*** Data supplied ***
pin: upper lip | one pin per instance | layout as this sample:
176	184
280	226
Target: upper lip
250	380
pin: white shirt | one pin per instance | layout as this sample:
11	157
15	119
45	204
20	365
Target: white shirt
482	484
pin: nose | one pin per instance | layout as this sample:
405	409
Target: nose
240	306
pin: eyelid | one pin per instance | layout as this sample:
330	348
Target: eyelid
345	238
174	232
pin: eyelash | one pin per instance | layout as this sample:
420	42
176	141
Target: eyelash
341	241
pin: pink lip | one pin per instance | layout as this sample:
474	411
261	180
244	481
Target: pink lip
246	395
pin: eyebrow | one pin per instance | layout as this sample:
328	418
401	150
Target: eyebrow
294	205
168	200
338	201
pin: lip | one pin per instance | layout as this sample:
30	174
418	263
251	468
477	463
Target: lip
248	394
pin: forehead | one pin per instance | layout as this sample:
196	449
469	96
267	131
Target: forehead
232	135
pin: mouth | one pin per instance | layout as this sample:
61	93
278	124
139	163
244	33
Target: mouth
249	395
***
Update the listing above by replacing every "one pin per instance" with "one pin per object", and leave everything else unchanged.

pin: upper lip | one pin per object | layout as this sample:
176	184
280	226
Target: upper lip
250	380
pin: white shirt | one pin per object | layout as this sample:
11	157
15	119
45	204
20	365
Target: white shirt
482	484
pin: nose | one pin per object | layout as this sample:
405	409
Target: nose
240	306
pin: eyelid | one pin per object | layout as this sample:
330	348
Target: eyelid
345	238
174	232
pin: eyelash | one pin per object | layout as this sample:
420	42
176	141
Target: eyelash
341	241
pin: pink lip | one pin per object | layout as this sample:
474	411
261	180
244	481
Target: pink lip
246	395
pin: eyebrow | one pin per object | layout as this sample:
328	418
401	150
Target: eyebrow
294	205
168	200
338	201
pin: lip | one pin per object | layout as this sample:
30	174
418	263
251	468
477	463
Target: lip
248	394
pin: forehead | one pin per object | layout as this sample:
196	449
469	96
267	131
Target: forehead
232	135
pin: mouth | one pin per object | layout as this sample:
61	93
278	124
139	163
244	33
Target: mouth
249	395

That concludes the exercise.